* [The problem]: Exactly the lines from the line that has "Exercise. Spot the brown" through the final line below are to be retyped, and the pictures are not.

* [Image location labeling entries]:
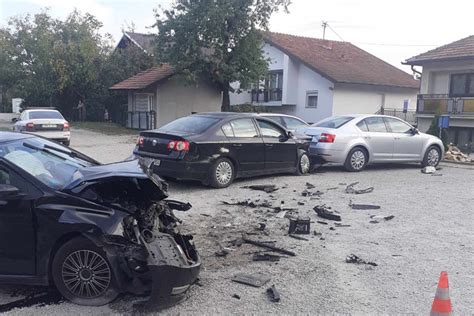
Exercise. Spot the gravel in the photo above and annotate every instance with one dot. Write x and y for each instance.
(431, 232)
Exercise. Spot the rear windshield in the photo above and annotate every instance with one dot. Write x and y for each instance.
(193, 124)
(45, 114)
(334, 122)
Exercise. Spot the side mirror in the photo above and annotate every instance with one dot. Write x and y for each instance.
(8, 191)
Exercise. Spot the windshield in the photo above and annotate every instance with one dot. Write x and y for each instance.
(194, 124)
(39, 158)
(45, 115)
(334, 122)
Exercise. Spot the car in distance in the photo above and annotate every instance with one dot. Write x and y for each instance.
(291, 123)
(91, 230)
(216, 148)
(46, 122)
(358, 140)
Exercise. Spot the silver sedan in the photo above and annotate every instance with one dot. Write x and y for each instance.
(357, 140)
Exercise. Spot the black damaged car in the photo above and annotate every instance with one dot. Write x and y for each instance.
(91, 230)
(215, 148)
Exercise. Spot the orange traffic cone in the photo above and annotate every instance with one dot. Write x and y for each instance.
(442, 302)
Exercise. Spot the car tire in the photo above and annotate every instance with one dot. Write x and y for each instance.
(356, 160)
(222, 173)
(70, 270)
(432, 157)
(304, 164)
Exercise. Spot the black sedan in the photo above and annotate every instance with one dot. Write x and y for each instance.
(92, 230)
(216, 148)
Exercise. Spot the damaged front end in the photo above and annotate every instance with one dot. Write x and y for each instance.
(146, 249)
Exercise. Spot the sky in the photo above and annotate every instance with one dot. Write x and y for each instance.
(392, 30)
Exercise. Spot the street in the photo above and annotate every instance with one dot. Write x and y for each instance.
(431, 231)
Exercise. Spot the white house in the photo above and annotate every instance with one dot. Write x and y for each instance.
(447, 88)
(158, 96)
(313, 79)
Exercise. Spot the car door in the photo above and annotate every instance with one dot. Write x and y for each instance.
(280, 150)
(246, 145)
(406, 146)
(378, 138)
(17, 233)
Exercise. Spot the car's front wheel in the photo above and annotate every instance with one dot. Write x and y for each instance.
(432, 157)
(83, 274)
(356, 160)
(222, 173)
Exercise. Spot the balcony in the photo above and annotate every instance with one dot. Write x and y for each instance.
(444, 104)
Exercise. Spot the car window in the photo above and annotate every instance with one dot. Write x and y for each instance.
(194, 124)
(363, 126)
(376, 124)
(270, 130)
(398, 126)
(244, 128)
(334, 122)
(45, 115)
(292, 123)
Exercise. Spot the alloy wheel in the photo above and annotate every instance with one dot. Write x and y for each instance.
(357, 160)
(86, 274)
(223, 172)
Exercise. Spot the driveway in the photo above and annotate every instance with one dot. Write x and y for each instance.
(431, 231)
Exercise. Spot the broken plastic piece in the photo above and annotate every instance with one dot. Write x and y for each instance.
(256, 279)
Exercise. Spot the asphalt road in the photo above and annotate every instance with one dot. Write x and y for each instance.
(431, 232)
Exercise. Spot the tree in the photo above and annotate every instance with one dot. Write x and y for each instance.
(220, 39)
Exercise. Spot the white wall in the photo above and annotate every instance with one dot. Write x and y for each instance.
(177, 98)
(366, 99)
(436, 75)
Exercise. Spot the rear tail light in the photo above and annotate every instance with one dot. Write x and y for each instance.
(30, 127)
(178, 145)
(327, 138)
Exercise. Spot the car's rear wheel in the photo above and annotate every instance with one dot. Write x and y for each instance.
(356, 159)
(432, 157)
(222, 173)
(83, 274)
(304, 164)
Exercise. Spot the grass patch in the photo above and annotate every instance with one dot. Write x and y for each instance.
(107, 128)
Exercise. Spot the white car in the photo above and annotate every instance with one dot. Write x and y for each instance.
(358, 140)
(48, 123)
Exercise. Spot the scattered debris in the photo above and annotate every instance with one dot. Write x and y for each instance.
(266, 257)
(273, 294)
(297, 237)
(352, 258)
(428, 170)
(299, 226)
(263, 245)
(257, 279)
(324, 212)
(267, 188)
(350, 189)
(364, 206)
(455, 154)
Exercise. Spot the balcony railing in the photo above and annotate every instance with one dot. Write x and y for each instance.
(266, 95)
(444, 104)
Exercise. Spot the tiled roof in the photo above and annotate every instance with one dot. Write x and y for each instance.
(341, 62)
(463, 48)
(145, 78)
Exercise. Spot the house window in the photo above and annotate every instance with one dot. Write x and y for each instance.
(462, 85)
(312, 99)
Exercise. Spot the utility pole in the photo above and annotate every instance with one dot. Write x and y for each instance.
(324, 24)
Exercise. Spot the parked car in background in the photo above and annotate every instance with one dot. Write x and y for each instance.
(92, 230)
(45, 122)
(216, 148)
(291, 123)
(357, 140)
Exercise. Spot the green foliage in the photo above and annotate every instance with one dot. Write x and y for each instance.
(220, 39)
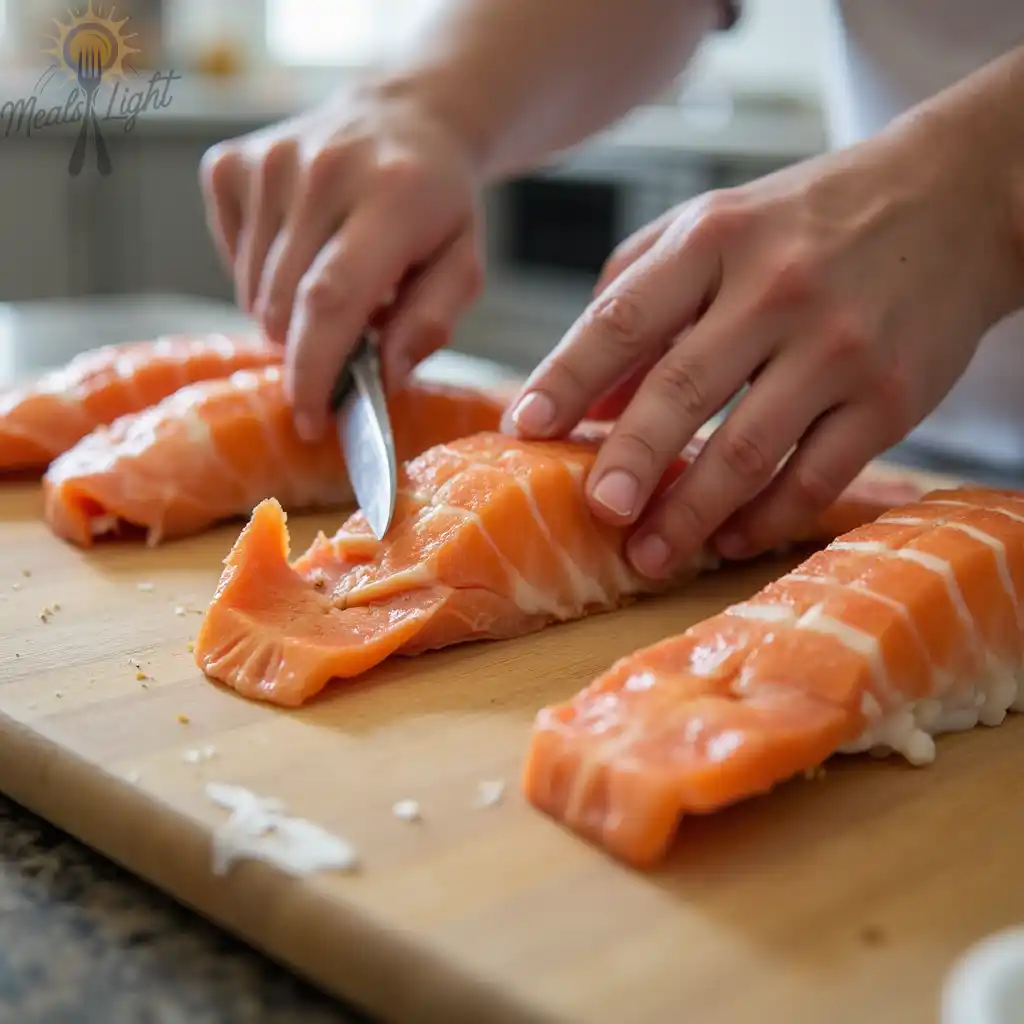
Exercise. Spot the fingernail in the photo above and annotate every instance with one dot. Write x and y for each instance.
(616, 491)
(650, 556)
(306, 428)
(535, 414)
(731, 544)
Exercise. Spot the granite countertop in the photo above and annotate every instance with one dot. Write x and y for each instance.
(83, 941)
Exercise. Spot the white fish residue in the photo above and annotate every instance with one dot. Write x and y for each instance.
(197, 754)
(407, 810)
(259, 829)
(488, 794)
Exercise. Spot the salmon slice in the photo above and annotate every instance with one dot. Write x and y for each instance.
(43, 419)
(214, 450)
(493, 538)
(896, 632)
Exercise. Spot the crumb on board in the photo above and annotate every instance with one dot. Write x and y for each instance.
(197, 754)
(489, 793)
(407, 810)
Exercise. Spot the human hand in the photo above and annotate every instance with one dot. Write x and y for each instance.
(361, 211)
(850, 292)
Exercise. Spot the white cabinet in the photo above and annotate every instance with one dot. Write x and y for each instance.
(148, 219)
(43, 219)
(140, 229)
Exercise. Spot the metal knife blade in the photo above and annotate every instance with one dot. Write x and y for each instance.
(365, 434)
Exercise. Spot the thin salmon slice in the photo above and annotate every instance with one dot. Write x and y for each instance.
(41, 420)
(213, 450)
(493, 538)
(896, 632)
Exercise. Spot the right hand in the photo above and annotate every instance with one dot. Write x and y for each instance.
(364, 210)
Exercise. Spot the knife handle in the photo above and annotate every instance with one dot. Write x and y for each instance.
(366, 347)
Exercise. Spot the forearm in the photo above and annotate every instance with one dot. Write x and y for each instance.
(977, 126)
(521, 79)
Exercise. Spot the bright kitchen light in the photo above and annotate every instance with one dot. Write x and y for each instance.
(336, 32)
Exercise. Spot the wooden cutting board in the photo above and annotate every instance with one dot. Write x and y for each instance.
(842, 899)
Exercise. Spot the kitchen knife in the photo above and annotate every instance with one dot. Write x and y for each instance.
(365, 433)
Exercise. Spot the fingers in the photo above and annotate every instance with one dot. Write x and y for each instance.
(304, 232)
(429, 307)
(268, 200)
(834, 452)
(736, 463)
(223, 178)
(629, 251)
(347, 281)
(637, 314)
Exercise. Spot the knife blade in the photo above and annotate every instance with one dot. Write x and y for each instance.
(365, 433)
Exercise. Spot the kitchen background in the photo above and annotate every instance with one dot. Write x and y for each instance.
(749, 104)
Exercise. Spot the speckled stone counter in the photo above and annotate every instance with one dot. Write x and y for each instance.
(83, 941)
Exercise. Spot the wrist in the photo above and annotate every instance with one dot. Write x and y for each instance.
(434, 94)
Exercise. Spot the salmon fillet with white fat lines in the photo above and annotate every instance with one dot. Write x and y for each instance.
(493, 538)
(214, 450)
(899, 630)
(40, 420)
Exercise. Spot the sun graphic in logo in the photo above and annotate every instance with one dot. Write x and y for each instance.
(92, 36)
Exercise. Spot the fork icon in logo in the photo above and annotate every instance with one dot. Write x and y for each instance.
(90, 73)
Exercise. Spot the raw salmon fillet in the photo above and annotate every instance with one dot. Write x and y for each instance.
(897, 631)
(214, 450)
(45, 418)
(493, 538)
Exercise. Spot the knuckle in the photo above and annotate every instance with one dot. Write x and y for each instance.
(794, 280)
(849, 340)
(619, 320)
(429, 331)
(563, 377)
(743, 455)
(637, 451)
(814, 489)
(681, 522)
(473, 278)
(680, 387)
(717, 216)
(324, 167)
(323, 293)
(218, 167)
(400, 174)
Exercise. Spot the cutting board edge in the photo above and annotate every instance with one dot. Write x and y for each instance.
(57, 785)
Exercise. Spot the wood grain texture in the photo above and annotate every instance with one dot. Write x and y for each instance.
(841, 899)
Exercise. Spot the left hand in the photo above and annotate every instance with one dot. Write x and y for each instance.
(850, 292)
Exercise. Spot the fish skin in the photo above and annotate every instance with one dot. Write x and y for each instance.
(42, 419)
(493, 538)
(745, 699)
(213, 450)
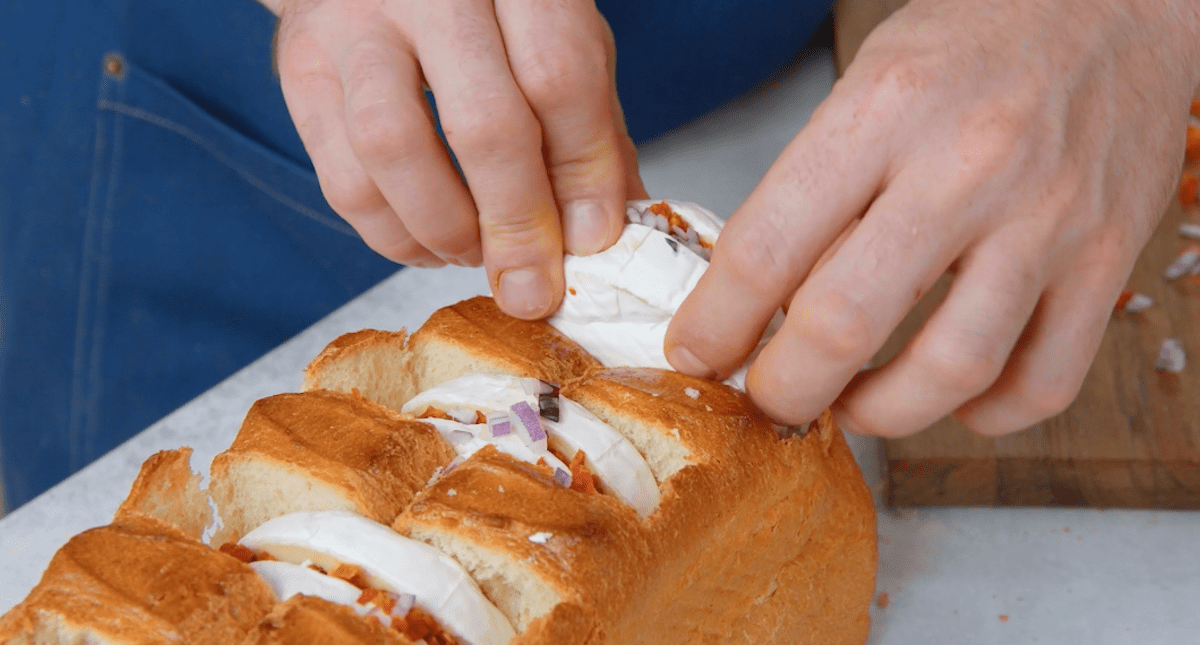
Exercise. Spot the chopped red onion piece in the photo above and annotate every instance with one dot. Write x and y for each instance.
(661, 224)
(454, 463)
(528, 427)
(1171, 356)
(405, 603)
(462, 415)
(1185, 263)
(498, 423)
(1138, 303)
(547, 407)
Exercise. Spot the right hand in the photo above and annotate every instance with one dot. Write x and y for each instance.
(527, 100)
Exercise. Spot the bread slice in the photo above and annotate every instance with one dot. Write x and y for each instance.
(532, 544)
(775, 536)
(376, 363)
(141, 582)
(469, 337)
(167, 489)
(309, 620)
(756, 538)
(322, 451)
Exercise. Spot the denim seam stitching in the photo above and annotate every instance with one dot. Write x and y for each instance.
(78, 398)
(166, 124)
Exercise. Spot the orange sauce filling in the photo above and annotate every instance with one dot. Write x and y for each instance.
(675, 219)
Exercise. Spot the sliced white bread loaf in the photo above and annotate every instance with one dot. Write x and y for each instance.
(139, 583)
(322, 451)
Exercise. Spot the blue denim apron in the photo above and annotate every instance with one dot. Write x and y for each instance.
(160, 222)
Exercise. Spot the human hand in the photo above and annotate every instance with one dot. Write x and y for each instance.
(1029, 146)
(527, 100)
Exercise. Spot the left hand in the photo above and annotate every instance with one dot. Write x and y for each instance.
(1029, 146)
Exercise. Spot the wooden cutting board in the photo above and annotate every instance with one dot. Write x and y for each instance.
(1132, 439)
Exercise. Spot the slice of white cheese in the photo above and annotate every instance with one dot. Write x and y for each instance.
(610, 456)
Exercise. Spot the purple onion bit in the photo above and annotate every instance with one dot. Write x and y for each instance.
(528, 419)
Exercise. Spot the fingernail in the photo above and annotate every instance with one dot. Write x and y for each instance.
(585, 227)
(683, 360)
(526, 293)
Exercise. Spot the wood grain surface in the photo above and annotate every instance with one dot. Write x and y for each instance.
(1132, 439)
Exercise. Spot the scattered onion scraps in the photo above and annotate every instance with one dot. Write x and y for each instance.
(1183, 264)
(660, 217)
(1189, 190)
(1192, 152)
(1133, 302)
(1171, 356)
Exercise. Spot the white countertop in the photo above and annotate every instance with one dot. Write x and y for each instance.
(951, 574)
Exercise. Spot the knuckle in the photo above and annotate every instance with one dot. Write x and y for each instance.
(351, 193)
(994, 138)
(837, 326)
(403, 249)
(895, 82)
(869, 425)
(379, 134)
(492, 128)
(525, 231)
(958, 368)
(1051, 398)
(556, 76)
(760, 255)
(453, 241)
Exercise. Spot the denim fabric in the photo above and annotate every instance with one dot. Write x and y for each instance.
(160, 222)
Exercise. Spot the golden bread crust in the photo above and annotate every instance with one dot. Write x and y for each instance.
(309, 620)
(142, 582)
(167, 489)
(478, 330)
(576, 543)
(377, 363)
(328, 451)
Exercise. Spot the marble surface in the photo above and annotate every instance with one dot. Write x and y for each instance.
(987, 576)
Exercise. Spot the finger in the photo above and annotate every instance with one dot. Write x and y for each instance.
(312, 90)
(634, 186)
(561, 56)
(390, 130)
(774, 239)
(497, 140)
(961, 349)
(845, 311)
(1051, 357)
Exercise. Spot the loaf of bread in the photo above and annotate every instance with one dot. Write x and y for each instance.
(484, 481)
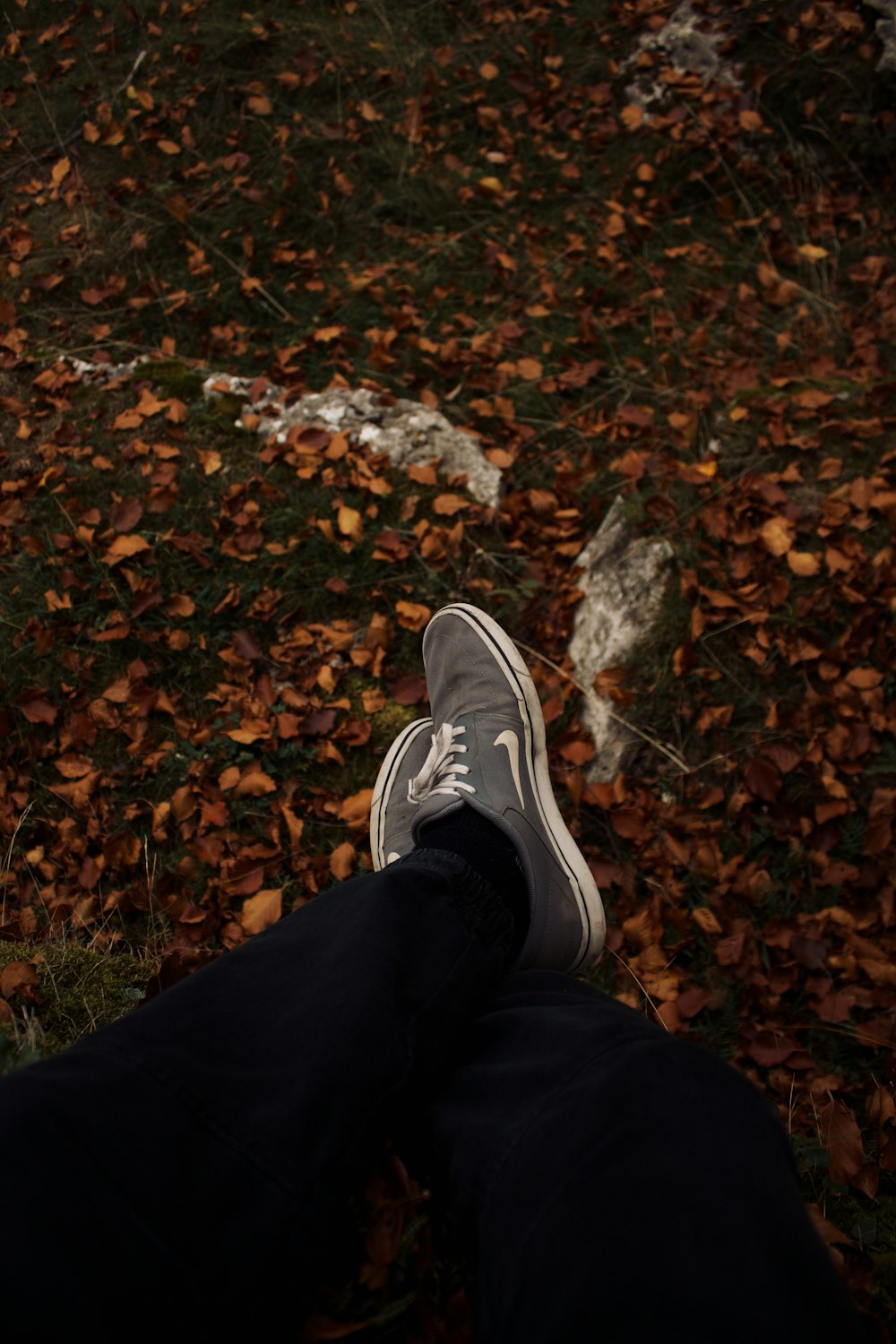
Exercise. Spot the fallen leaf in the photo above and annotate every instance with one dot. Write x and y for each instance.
(19, 978)
(804, 564)
(125, 546)
(35, 707)
(357, 809)
(778, 535)
(254, 784)
(413, 616)
(349, 521)
(263, 910)
(842, 1139)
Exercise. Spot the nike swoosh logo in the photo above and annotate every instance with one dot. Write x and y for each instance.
(511, 741)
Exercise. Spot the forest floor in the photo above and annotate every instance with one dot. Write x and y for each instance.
(209, 640)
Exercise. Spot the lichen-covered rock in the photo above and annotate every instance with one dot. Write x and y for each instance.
(624, 582)
(405, 430)
(885, 30)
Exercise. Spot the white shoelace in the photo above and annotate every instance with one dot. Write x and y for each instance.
(440, 769)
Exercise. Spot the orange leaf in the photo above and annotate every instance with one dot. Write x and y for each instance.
(35, 707)
(18, 978)
(260, 104)
(357, 809)
(124, 546)
(254, 784)
(61, 169)
(576, 753)
(778, 535)
(349, 521)
(804, 564)
(327, 333)
(844, 1142)
(263, 910)
(705, 919)
(341, 862)
(128, 419)
(413, 616)
(449, 504)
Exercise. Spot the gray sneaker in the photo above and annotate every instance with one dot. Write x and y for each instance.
(392, 811)
(487, 752)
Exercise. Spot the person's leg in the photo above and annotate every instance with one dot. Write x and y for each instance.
(616, 1185)
(185, 1158)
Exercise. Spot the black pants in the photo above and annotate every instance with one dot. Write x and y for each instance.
(613, 1183)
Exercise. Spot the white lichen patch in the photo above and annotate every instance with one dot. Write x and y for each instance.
(406, 432)
(689, 43)
(885, 30)
(625, 580)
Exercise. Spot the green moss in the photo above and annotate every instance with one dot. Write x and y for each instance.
(174, 378)
(78, 991)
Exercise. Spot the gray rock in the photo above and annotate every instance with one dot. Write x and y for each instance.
(691, 43)
(624, 582)
(406, 432)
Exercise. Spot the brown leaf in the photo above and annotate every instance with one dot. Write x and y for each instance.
(35, 707)
(841, 1137)
(317, 723)
(449, 504)
(254, 784)
(804, 564)
(125, 546)
(247, 645)
(763, 780)
(263, 910)
(341, 862)
(125, 513)
(413, 616)
(19, 978)
(349, 521)
(705, 919)
(409, 688)
(578, 753)
(357, 809)
(778, 535)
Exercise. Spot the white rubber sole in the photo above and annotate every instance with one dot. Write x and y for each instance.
(565, 851)
(387, 780)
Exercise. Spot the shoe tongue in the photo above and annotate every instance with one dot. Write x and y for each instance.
(437, 806)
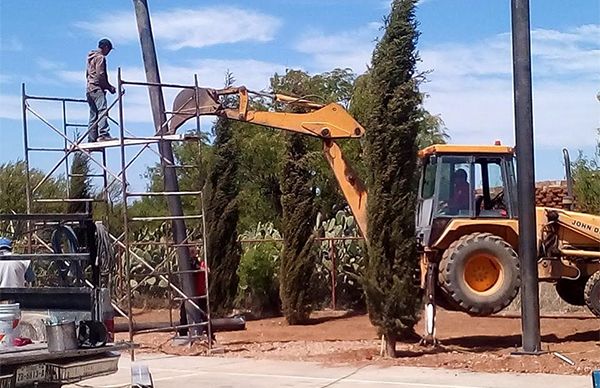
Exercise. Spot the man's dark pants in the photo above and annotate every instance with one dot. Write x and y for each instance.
(98, 124)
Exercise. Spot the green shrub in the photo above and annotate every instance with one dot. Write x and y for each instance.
(258, 289)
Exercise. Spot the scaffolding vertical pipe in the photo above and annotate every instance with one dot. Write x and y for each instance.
(170, 175)
(65, 132)
(523, 102)
(333, 253)
(206, 269)
(197, 105)
(27, 175)
(125, 216)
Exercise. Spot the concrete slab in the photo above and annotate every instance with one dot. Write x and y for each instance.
(184, 372)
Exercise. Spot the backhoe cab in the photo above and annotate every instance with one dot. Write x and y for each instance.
(466, 220)
(467, 231)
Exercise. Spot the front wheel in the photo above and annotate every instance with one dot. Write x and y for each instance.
(480, 272)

* [Answer to this task]:
Exercise. Spot the brown leaf in the photo above and annotate every instance with one dot. Write x and y for each instance.
(35, 707)
(841, 1137)
(317, 723)
(449, 504)
(254, 784)
(804, 564)
(125, 546)
(247, 645)
(763, 780)
(263, 910)
(341, 862)
(125, 513)
(413, 616)
(19, 978)
(349, 521)
(705, 919)
(409, 688)
(578, 753)
(357, 809)
(778, 535)
Exercise. Spot the white rubber sole in the photo above and annotate every instance with one dot. Write x and y for each instance.
(565, 851)
(387, 780)
Exercise. Spot the shoe tongue in the photo above and annotate every instance with one dot. Write x and y for each instance.
(437, 806)
Exercise. Spot the man's dark pants in the photo above and annotate every instance with one dot. Write x and y for each instance.
(98, 124)
Exercise. Spot the green shrub in the photo above and annotate every instance with one dot. Write x and y for each instance.
(258, 289)
Exercise. Spot the scaffolding vertical pipe in the photo above and annotate every instance with one dot. Write x and y for each instance.
(170, 175)
(65, 132)
(523, 102)
(333, 253)
(206, 269)
(197, 105)
(27, 175)
(125, 216)
Exercise. Spot the concrete slab in the photo above and annotate every instance with one dot. Write x and y for each instance.
(184, 372)
Exercise. Spot the backhoe cab in the photo above and annotate every instance with one dot. Write x and y for each instance.
(466, 220)
(467, 231)
Exercise. Spot the front wheel in the photo above and annotate every instance with one dot. Write x and y for each instance.
(480, 272)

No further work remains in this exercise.